─── Extracted text ───

We have met people who do jobs that are internet based, traveling nurses (wow $$) and others that follow shows and sell items. 
Some have a huge trailer with their stuff and that always looks a hassle in some campgrounds.  
Can you take the 1st year to travel, scope it all out and then get ideas on how to decide?


----------



## cgw (Nov 4, 2020)

Have you thought about doing good quality photo restoration?


----------



## TreeofLifeStairs (Nov 5, 2020)

NancyMoranG said:


> Not much help I am afraid, but wanted to comment anyway..
> Hubby and I have been traveling in RV since 2008.
> Boy are you in for some incredible sights.
> 
> ...



I wish we could spend the first year just traveling but I’m pretty sure my family will want to eat.  We don’t have the savings to be able to do that at the moment.


----------



## Grandpa Ron (Dec 28, 2020)

Your idea sounds wonderful. I love RVing and the wife and I have towed our trailer 40,000 mile in the last 5 years. However as mentioned space is at a premium. If you have a motor coach you could pull a cargo box trailer.

Also while we like to travel, I need a home and workshop for two reasons; extended travel is fun but coming back to the home nest is a mental necessity for us and many of the things I do require work space.

I think you might also consider that the skills of a custom stair builder are not easily acquired vs. every starry eyed camera owner with a post processes program; that dreams of becoming a professional photographer, who will be your competition.

This is not to discourage anyone but rather to remind  people to take a long look before they leap. Many decades ago I left the city to move to the country to take up farming. You could do those things back then. I farmed for several years, until the money ran out. So I took my engineering skills to a small town, bought a 20 acre hobby farm and enjoyed the best of both worlds. I learned that this is America, so you are free to succeed or fail in the occupation of your choice.

Best of luck to you.


----------



## SquarePeg (Dec 28, 2020)

Seems to me that the only people making any real money from landscape photography these days are those making it from other photographers - conducting workshops, selling presets or offering tutorials - either paid on a platform like Creative live or kelbyone or for free with ad sponsors on YouTube.  Good luck I hope it works out for you.  It’s a dream of so many.  Looking forward to seeing your photos of all the beauty this country has to offer.


----------



## smoke665 (Dec 29, 2020)

@SquarePeg hit the bullseye above. I've often thought the same thing.

@Grandpa Ron hit on an idea as well. I know you said earlier that taking your previous profession on the road wasn't necessarily an option, but why not your skill? Having done a fair bit of woodworking in my life, I know the skill level in this type of trim work isn't something that just happens. Have you considered creating video tutorials, or instructional seminars with builders?


----------



## Tinstafl (Dec 29, 2020)

I have travelled over 400K miles in the last 20 years in my motorhomes. I have had six of them total so far. I will say that it would be hard to make a living doing landscape photos as most of the stock sites pay barely anything.  (Read that as cents not dollars a use.)

I too believe that the landscape guys earn money on courses and presets and Utube.   It is harder now to get a Tube channel running and making money.  I have been published three times this month on portraits but the amount of money is pretty low and you can not live on it.


----------



## paigew (Dec 29, 2020)

I think photography will be hard. I know a few who are able to make a living with travel photography, but not a comfortable one (stressing about booking sessions to continue etc). If you already had a photography following it may be easier to host "travel sessions" and market to your followers in different parts of the country (traveling based on where you have bookings). If you do not already have a large photography following/client base it will be challenging to find. Also, we've been living in an RV for almost three years now, it's no joke with kids....I would think suuuuuper hard about it before you jump in  I can't wait to get out of ours! (6 more months!)

If you really want the RV life and are looking for any job that enables you to that, look into insurance claims work! Travel and good pay! Also always work


----------

─── Material supplied ───

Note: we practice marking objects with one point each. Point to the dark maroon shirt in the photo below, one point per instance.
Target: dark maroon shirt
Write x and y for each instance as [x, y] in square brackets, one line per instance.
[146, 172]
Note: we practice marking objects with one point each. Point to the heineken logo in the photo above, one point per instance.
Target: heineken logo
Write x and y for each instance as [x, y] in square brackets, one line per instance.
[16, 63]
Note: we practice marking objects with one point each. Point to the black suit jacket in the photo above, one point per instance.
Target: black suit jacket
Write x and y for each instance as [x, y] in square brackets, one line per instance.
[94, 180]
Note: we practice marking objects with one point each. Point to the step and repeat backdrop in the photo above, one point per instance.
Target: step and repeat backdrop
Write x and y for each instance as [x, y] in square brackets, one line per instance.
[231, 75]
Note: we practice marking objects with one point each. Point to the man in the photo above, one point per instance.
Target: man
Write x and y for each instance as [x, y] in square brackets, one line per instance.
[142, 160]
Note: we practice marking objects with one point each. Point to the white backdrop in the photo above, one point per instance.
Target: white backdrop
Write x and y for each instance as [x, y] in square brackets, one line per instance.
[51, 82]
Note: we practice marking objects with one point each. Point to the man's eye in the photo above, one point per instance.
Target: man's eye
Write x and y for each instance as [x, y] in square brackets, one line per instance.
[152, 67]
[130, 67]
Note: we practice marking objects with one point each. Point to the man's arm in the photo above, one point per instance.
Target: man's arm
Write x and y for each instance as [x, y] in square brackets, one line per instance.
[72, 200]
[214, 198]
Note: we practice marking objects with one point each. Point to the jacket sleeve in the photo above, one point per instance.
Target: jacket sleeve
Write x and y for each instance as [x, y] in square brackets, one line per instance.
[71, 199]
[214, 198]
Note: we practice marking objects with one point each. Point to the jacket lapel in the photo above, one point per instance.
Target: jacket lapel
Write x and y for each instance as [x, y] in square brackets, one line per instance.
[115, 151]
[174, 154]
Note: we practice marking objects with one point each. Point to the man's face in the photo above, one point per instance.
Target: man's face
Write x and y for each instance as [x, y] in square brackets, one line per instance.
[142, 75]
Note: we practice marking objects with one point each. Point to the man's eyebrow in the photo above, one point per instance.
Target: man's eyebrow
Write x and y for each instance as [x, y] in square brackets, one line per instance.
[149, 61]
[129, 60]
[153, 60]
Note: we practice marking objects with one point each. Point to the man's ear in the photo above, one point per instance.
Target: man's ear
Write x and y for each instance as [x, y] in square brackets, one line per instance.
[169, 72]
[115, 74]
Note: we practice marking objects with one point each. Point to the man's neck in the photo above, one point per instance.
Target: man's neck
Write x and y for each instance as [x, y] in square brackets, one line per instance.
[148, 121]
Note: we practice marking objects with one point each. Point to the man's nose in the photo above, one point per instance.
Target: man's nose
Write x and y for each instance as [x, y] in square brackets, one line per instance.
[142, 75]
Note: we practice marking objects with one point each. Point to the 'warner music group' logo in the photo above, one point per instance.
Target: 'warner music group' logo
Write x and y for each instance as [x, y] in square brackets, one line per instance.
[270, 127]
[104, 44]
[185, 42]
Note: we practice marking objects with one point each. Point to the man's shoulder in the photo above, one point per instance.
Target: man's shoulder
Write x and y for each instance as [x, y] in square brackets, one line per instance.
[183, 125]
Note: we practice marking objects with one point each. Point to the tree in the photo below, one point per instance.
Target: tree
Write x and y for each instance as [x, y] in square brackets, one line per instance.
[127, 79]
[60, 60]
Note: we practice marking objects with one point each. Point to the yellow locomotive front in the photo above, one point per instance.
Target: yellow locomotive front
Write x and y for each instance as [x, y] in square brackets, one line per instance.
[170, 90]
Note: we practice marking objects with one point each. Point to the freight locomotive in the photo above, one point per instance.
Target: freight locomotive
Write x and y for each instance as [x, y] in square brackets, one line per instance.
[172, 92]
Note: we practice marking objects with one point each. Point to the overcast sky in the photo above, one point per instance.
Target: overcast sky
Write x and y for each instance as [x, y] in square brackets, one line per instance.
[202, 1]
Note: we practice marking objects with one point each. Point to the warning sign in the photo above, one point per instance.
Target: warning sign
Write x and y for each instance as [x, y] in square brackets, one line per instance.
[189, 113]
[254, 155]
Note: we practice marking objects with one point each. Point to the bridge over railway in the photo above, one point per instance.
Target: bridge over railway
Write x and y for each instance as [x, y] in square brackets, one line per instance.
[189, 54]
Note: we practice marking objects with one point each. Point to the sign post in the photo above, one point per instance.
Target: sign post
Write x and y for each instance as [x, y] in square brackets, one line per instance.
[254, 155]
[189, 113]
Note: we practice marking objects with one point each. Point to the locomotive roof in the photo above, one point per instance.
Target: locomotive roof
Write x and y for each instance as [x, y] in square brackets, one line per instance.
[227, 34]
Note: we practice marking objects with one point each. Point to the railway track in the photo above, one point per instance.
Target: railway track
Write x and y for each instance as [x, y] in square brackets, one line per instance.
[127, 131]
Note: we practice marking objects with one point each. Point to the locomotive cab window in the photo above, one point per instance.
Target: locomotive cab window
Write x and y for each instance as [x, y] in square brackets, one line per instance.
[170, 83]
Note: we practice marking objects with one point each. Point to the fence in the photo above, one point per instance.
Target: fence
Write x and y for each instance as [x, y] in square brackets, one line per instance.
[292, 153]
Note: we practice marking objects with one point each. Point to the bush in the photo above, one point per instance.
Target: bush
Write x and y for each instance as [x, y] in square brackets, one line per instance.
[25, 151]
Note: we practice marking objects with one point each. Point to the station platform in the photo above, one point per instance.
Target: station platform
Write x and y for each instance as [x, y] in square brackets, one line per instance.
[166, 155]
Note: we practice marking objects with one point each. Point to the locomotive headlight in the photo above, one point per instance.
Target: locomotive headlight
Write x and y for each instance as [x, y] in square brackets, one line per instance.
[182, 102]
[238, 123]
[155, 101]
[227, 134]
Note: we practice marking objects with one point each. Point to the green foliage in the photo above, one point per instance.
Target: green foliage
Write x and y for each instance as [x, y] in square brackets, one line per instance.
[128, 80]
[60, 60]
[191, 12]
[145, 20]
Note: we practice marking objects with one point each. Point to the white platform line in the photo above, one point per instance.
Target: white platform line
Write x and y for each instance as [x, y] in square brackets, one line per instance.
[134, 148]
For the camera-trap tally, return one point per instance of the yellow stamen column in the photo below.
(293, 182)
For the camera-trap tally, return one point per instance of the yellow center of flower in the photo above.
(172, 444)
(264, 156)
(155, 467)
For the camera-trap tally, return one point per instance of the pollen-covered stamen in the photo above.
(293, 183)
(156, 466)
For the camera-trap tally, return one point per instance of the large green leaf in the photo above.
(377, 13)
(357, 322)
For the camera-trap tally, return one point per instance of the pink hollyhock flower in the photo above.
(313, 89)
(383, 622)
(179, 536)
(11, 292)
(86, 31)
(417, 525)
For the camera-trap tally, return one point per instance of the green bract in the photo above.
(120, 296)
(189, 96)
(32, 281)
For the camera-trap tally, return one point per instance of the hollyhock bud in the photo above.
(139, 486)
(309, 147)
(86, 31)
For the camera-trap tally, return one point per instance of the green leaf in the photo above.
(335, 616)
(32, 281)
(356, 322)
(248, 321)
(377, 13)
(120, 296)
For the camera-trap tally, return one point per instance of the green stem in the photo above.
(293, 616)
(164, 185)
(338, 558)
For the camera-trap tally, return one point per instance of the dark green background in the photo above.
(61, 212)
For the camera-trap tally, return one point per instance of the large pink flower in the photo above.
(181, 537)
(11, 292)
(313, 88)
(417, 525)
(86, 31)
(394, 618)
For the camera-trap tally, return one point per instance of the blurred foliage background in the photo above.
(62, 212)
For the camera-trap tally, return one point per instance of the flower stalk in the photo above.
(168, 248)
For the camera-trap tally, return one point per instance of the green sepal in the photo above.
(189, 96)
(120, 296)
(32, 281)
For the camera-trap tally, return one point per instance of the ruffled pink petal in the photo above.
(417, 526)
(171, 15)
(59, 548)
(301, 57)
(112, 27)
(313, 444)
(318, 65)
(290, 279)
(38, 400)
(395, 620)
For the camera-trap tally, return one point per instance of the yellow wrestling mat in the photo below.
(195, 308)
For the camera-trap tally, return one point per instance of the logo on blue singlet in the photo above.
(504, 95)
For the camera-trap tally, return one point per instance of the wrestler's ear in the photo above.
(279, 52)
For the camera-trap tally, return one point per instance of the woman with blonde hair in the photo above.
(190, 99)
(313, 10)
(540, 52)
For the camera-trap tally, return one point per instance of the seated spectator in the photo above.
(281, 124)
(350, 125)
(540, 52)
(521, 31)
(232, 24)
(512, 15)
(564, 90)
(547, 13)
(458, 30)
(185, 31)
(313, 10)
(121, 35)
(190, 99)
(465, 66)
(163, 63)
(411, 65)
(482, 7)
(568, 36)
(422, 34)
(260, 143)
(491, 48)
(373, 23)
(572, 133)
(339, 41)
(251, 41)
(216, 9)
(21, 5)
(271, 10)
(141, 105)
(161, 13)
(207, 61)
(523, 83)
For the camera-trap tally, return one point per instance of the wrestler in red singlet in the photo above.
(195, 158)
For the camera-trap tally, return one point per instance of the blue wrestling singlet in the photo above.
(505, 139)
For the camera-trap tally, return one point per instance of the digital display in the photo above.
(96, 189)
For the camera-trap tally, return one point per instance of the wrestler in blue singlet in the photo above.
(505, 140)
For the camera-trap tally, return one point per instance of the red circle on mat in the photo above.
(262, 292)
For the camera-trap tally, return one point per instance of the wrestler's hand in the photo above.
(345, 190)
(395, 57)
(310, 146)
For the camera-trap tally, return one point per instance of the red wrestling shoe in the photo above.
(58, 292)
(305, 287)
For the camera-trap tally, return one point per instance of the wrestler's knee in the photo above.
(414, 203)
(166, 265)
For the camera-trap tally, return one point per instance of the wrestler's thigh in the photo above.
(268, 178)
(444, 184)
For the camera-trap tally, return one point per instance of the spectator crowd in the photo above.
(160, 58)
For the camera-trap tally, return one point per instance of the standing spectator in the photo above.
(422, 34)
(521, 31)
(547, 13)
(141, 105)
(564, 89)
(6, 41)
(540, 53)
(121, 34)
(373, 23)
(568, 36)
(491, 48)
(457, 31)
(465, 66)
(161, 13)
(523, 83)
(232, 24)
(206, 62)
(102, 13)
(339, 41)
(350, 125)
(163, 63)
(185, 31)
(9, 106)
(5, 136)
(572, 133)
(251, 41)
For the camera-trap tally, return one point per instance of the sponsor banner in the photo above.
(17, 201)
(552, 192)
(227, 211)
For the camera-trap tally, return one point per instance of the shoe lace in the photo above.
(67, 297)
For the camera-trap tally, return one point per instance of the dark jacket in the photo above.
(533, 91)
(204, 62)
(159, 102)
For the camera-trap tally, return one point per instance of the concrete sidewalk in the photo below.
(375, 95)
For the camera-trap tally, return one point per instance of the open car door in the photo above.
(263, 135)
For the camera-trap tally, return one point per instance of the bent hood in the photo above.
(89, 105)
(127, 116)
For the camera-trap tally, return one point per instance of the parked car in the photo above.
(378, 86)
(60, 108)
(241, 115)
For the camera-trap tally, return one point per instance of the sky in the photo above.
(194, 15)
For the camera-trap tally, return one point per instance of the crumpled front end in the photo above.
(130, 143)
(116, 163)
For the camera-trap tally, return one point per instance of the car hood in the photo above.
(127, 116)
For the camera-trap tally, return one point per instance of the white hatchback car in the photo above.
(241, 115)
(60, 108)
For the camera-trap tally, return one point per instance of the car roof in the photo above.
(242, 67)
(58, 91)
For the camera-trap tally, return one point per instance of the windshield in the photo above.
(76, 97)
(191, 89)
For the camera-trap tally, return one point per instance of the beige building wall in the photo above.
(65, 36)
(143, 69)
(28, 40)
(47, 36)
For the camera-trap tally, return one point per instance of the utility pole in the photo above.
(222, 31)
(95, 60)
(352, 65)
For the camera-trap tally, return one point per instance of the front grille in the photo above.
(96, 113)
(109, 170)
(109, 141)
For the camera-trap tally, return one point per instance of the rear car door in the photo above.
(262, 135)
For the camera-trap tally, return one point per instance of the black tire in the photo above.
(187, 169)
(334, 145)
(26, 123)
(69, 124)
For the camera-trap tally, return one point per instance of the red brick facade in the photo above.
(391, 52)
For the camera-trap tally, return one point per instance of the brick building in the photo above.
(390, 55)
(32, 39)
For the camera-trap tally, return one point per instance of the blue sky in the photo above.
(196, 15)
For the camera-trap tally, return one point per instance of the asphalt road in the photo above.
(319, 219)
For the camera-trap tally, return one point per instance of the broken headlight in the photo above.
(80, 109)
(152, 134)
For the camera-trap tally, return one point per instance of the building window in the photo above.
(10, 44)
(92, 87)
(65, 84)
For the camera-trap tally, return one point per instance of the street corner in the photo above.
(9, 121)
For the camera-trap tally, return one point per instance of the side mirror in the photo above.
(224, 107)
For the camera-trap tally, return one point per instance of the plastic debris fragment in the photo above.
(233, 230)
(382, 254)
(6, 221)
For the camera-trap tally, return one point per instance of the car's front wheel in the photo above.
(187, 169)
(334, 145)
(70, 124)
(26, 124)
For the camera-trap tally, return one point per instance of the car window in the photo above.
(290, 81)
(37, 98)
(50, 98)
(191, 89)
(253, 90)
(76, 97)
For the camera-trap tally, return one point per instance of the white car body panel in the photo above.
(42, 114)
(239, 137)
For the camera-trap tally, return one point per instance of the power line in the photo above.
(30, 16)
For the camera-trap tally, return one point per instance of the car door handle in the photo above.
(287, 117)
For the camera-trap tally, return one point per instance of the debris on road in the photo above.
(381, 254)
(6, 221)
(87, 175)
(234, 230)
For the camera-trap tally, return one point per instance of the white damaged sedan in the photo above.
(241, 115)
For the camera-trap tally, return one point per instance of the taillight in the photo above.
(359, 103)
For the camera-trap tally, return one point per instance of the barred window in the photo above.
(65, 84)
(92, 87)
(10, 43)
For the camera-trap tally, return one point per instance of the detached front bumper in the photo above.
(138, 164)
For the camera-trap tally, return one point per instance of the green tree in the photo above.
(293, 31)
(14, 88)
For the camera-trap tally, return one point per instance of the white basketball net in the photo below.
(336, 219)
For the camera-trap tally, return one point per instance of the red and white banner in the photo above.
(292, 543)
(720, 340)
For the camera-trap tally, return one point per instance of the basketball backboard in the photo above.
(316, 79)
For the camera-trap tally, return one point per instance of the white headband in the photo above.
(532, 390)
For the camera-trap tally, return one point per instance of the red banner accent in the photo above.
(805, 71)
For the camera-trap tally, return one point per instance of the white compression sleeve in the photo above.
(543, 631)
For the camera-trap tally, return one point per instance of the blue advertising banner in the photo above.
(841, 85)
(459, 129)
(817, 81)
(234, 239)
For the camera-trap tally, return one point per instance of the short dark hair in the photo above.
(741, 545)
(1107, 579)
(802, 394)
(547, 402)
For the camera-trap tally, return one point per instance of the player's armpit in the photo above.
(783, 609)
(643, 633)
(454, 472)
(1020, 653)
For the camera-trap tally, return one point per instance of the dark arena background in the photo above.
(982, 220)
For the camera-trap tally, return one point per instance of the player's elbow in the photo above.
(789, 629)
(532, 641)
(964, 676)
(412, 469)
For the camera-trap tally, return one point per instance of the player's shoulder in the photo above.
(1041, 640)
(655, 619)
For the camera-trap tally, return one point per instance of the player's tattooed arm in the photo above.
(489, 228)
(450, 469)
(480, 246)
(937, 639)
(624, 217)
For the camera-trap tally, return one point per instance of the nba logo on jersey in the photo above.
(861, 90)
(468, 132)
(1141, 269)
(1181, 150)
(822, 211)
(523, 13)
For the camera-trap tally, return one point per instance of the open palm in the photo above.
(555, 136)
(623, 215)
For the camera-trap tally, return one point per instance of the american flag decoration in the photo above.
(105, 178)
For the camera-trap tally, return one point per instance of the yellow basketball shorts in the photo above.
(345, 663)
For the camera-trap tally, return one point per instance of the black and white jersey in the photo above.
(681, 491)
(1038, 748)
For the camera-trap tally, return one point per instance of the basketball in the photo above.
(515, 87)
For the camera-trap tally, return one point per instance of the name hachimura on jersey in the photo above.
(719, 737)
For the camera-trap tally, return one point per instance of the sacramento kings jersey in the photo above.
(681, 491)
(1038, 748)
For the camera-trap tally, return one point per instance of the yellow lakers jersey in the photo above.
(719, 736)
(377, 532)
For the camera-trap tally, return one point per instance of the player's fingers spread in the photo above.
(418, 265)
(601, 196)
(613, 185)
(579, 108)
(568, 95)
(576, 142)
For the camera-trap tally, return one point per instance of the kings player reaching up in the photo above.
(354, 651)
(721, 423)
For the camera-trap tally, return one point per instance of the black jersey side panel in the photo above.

───

Task description →
In the RV forum thread:
1. How many miles does Grandpa Ron say he and his wife have towed their trailer, and over what span of years?
2. How many motorhomes has Tinstafl had in total so far?
3. For how long has paigew been living in an RV?

Written response →
1. 40,000 miles in the last 5 years.
2. Six.
3. Almost three years.